Rows of box annotation data

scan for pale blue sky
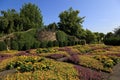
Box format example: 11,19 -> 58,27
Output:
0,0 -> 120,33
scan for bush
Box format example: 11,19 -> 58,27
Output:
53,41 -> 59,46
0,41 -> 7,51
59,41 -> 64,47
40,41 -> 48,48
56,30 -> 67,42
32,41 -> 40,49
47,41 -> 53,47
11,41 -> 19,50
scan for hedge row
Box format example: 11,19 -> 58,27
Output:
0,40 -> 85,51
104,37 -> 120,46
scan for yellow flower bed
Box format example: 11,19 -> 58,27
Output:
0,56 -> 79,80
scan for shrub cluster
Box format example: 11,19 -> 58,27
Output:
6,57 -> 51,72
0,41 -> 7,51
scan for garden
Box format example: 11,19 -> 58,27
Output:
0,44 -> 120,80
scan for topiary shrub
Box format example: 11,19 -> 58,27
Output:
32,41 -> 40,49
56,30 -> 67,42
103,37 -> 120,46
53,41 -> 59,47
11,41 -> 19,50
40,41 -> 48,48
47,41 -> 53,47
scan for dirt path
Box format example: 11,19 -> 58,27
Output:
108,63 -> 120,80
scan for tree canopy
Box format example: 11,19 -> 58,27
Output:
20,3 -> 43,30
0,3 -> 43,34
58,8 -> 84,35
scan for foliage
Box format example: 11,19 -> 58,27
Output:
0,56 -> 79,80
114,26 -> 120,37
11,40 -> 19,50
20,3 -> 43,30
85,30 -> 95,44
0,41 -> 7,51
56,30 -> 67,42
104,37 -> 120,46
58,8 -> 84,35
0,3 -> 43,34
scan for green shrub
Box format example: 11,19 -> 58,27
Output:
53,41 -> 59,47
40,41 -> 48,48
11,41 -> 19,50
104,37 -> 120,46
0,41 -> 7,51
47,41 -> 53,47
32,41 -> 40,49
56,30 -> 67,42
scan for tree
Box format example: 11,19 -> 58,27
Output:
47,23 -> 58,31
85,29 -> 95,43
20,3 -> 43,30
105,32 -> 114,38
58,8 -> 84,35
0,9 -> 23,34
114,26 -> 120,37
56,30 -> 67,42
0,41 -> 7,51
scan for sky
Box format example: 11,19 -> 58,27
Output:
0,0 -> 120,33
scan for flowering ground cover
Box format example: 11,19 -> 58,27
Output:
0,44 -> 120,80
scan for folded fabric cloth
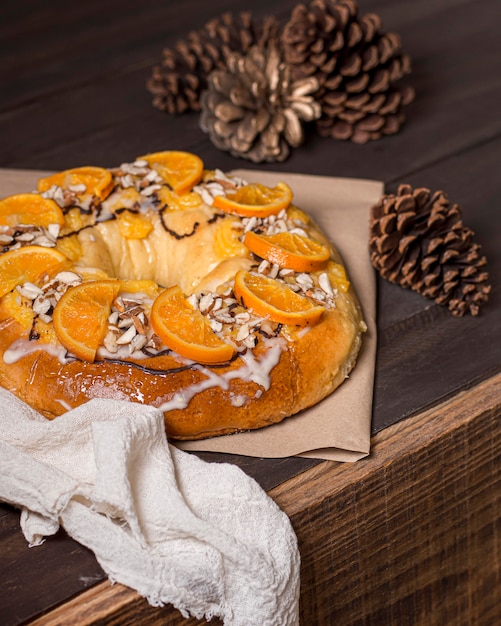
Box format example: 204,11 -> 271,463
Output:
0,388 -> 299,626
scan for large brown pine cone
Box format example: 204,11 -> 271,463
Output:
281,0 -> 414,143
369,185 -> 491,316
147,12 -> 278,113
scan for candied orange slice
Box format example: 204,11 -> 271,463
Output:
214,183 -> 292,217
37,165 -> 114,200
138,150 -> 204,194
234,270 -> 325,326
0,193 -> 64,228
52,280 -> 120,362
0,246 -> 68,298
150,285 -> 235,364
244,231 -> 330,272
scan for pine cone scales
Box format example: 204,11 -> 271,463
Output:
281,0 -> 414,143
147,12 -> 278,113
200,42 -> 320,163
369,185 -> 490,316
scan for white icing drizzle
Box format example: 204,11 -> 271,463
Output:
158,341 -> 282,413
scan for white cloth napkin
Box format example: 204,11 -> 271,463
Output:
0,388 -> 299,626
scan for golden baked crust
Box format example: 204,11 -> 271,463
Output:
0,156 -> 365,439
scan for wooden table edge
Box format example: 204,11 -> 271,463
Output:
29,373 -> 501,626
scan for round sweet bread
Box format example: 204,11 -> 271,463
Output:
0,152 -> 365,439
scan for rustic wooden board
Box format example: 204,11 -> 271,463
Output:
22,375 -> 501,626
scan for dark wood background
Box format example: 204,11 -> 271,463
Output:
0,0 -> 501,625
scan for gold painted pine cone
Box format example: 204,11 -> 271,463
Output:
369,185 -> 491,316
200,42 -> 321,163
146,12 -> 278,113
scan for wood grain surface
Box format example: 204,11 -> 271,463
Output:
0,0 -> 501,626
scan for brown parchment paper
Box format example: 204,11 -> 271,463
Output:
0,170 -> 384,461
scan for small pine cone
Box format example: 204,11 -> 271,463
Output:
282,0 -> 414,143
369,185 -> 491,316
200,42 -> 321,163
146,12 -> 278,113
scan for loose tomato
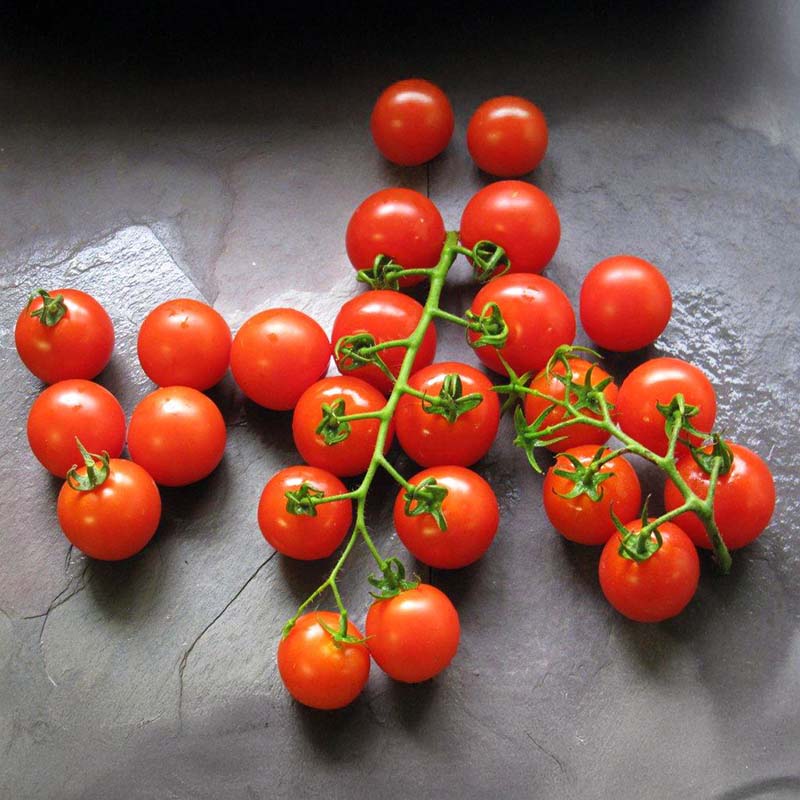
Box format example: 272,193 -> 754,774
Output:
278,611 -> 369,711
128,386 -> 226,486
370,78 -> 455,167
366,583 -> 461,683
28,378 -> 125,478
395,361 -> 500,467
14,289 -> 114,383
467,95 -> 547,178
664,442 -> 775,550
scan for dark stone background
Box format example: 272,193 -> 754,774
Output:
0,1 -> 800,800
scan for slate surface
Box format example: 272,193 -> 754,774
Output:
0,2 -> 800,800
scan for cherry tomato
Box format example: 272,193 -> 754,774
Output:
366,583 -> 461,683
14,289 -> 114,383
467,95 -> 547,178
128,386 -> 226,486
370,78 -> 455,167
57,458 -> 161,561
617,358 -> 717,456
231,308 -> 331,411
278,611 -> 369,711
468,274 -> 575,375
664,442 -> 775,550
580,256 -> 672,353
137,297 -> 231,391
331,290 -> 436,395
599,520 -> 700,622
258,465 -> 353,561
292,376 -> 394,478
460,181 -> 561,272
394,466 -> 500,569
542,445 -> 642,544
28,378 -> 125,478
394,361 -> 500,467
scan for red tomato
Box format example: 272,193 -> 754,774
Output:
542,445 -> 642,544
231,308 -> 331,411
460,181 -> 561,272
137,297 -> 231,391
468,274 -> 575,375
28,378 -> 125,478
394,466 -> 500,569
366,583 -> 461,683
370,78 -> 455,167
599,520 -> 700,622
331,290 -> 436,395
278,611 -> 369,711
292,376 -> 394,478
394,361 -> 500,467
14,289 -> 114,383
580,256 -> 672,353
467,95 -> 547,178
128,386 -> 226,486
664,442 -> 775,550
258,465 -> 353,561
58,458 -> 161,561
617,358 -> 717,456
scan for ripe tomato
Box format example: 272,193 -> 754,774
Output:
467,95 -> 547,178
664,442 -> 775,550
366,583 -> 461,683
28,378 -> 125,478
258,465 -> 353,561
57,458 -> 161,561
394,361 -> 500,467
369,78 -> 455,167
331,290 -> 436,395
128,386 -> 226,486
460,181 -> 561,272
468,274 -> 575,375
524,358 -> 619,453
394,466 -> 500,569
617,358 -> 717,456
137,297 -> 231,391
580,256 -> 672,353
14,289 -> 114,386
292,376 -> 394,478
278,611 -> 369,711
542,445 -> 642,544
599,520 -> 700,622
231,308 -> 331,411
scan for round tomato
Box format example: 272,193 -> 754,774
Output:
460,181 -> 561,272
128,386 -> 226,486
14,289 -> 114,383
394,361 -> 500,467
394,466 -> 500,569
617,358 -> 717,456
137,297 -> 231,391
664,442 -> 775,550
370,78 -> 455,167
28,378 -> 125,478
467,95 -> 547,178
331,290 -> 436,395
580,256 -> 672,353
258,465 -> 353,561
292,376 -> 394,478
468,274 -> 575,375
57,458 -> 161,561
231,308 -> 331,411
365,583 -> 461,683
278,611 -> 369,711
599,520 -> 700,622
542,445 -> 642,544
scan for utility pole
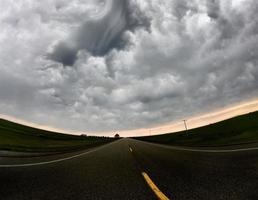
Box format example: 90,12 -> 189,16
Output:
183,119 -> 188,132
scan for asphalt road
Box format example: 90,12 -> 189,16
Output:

_What you will do_. Copy out all of the data above word for word, leaving out the pictures.

_The result_.
scan for pale blue sky
Box format example: 11,19 -> 58,27
Output:
0,0 -> 120,33
scan for bush
Box format example: 11,19 -> 58,27
Output:
53,41 -> 59,46
0,41 -> 7,51
59,41 -> 64,47
40,41 -> 48,48
56,30 -> 67,42
32,41 -> 40,49
47,41 -> 53,47
11,41 -> 19,50
scan for hedge row
Box format example: 11,19 -> 58,27
Output:
0,40 -> 85,51
104,37 -> 120,46
scan for yellow flower bed
Box format example: 11,19 -> 58,27
Output:
0,56 -> 79,80
scan for shrub cluster
Box format example: 11,19 -> 58,27
Output:
6,57 -> 51,72
0,41 -> 7,51
scan for garden
Box format example: 11,19 -> 58,27
Output:
0,44 -> 120,80
scan for topiary shrub
Box format example: 11,19 -> 58,27
Output:
32,41 -> 40,49
56,30 -> 67,42
103,37 -> 120,46
53,41 -> 59,47
11,41 -> 19,50
40,41 -> 48,48
47,41 -> 53,47
scan for dirt path
Box format example: 11,19 -> 58,27
Output:
108,63 -> 120,80
scan for tree canopy
Box format example: 11,19 -> 58,27
Output:
20,3 -> 43,30
0,3 -> 43,34
58,8 -> 84,35
scan for foliage
Box format example: 11,19 -> 58,27
Output:
0,56 -> 79,80
114,26 -> 120,37
11,40 -> 19,50
20,3 -> 43,30
85,30 -> 95,44
0,41 -> 7,51
56,30 -> 67,42
104,37 -> 120,46
58,8 -> 84,35
0,3 -> 43,34
scan for green shrub
Box format example: 11,19 -> 58,27
Output:
53,41 -> 59,47
40,41 -> 48,48
11,41 -> 19,50
104,37 -> 120,46
0,41 -> 7,51
47,41 -> 53,47
32,41 -> 40,49
56,30 -> 67,42
scan for tree
Box format example: 11,19 -> 58,27
Output:
47,23 -> 58,31
85,29 -> 95,43
20,3 -> 43,30
105,32 -> 114,38
58,8 -> 84,35
0,9 -> 23,34
114,26 -> 120,37
56,30 -> 67,42
0,41 -> 7,51
scan for sky
Box format example: 11,19 -> 58,27
Output:
0,0 -> 120,33
scan for flowering ground cover
Box format example: 11,19 -> 58,27
Output:
0,44 -> 120,80
scan for folded fabric cloth
Box format example: 204,11 -> 271,463
Output:
0,388 -> 299,626
scan for large brown pine cone
Box format example: 204,11 -> 271,463
Output:
281,0 -> 414,143
369,185 -> 491,316
147,12 -> 278,113
scan for candied orange slice
Box format example: 204,11 -> 271,463
Output:
214,183 -> 292,217
37,165 -> 114,200
138,150 -> 204,194
234,270 -> 325,326
0,193 -> 64,228
52,280 -> 120,362
0,246 -> 68,298
150,285 -> 235,364
244,231 -> 330,272
scan for pine cone scales
Box format example: 204,11 -> 271,463
Output:
281,0 -> 414,143
147,12 -> 278,113
200,42 -> 320,163
369,185 -> 490,316
scan for white icing drizzle
Box format example: 204,11 -> 271,463
Output:
158,341 -> 282,413
scan for white cloth napkin
Box format example: 204,11 -> 271,463
Output:
0,388 -> 299,626
scan for golden baked crust
Box format example: 204,11 -> 271,463
Output:
0,156 -> 365,439
scan for wooden table edge
Box format example: 204,11 -> 271,463
Output:
29,373 -> 501,626
scan for round sweet bread
Box format example: 204,11 -> 271,463
Output:
0,152 -> 365,439
scan for rustic wooden board
Box format example: 204,11 -> 271,463
Output:
22,375 -> 501,626
scan for dark wood background
Box format example: 204,11 -> 271,463
Output:
0,0 -> 501,625
scan for gold painted pine cone
Box format example: 204,11 -> 271,463
Output:
369,185 -> 491,316
200,42 -> 321,163
146,12 -> 278,113
scan for wood grain surface
Box format example: 204,11 -> 271,463
Output:
0,0 -> 501,626
scan for brown parchment paper
Box format example: 204,11 -> 271,463
Output:
0,170 -> 384,461
scan for small pine cone
Box format example: 204,11 -> 271,463
Output:
282,0 -> 414,143
369,185 -> 491,316
200,42 -> 321,163
146,12 -> 278,113
scan for loose tomato
Box format example: 272,193 -> 754,774
Output:
278,611 -> 369,711
128,386 -> 226,486
370,78 -> 455,167
366,583 -> 461,683
28,378 -> 125,478
395,361 -> 500,467
14,289 -> 114,383
467,95 -> 547,178
664,442 -> 775,550
scan for dark stone background
Box format example: 272,193 -> 754,774
Output:
0,1 -> 800,800
scan for slate surface
Box format example: 272,193 -> 754,774
Output:
0,2 -> 800,800
scan for cherry tomato
Box format example: 272,193 -> 754,774
Output:
366,583 -> 461,683
14,289 -> 114,383
467,95 -> 547,178
128,386 -> 226,486
370,78 -> 455,167
57,458 -> 161,561
617,358 -> 717,456
231,308 -> 331,411
278,611 -> 369,711
468,274 -> 575,375
664,442 -> 775,550
580,256 -> 672,353
137,297 -> 231,391
331,290 -> 436,395
599,520 -> 700,622
258,465 -> 353,561
292,376 -> 394,478
460,181 -> 561,272
394,466 -> 500,569
542,445 -> 642,544
28,378 -> 125,478
394,361 -> 500,467
scan for red tomato
Box format example: 272,193 -> 754,774
Output:
542,445 -> 642,544
231,308 -> 331,411
460,181 -> 561,272
137,297 -> 231,391
468,274 -> 575,375
28,378 -> 125,478
394,466 -> 500,569
366,583 -> 461,683
370,78 -> 455,167
599,520 -> 700,622
331,290 -> 436,395
278,611 -> 369,711
292,376 -> 394,478
394,361 -> 500,467
14,289 -> 114,383
580,256 -> 672,353
467,95 -> 547,178
128,386 -> 226,486
664,442 -> 775,550
258,465 -> 353,561
58,458 -> 161,561
617,358 -> 717,456
scan for ripe tomato
Box format example: 272,193 -> 754,774
Output:
467,95 -> 547,178
664,442 -> 775,550
366,583 -> 461,683
28,378 -> 125,478
258,465 -> 353,561
57,458 -> 161,561
394,361 -> 500,467
369,78 -> 455,167
331,290 -> 436,395
128,386 -> 226,486
460,181 -> 561,272
468,274 -> 575,375
524,358 -> 619,453
394,466 -> 500,569
617,358 -> 717,456
137,297 -> 231,391
580,256 -> 672,353
14,289 -> 114,386
292,376 -> 394,478
278,611 -> 369,711
542,445 -> 642,544
599,520 -> 700,622
231,308 -> 331,411
scan for round tomato
Box format example: 272,193 -> 754,774
Output:
460,181 -> 561,272
128,386 -> 226,486
14,289 -> 114,383
394,361 -> 500,467
394,466 -> 500,569
617,358 -> 717,456
137,297 -> 231,391
664,442 -> 775,550
370,78 -> 455,167
28,378 -> 125,478
467,95 -> 547,178
331,290 -> 436,395
580,256 -> 672,353
258,465 -> 353,561
292,376 -> 394,478
468,274 -> 575,375
57,458 -> 161,561
231,308 -> 331,411
365,583 -> 461,683
278,611 -> 369,711
599,520 -> 700,622
542,445 -> 642,544
scan for utility pole
Box format example: 90,12 -> 189,16
Output:
183,119 -> 188,132
scan for asphalt road
Box format example: 90,12 -> 189,16
Output:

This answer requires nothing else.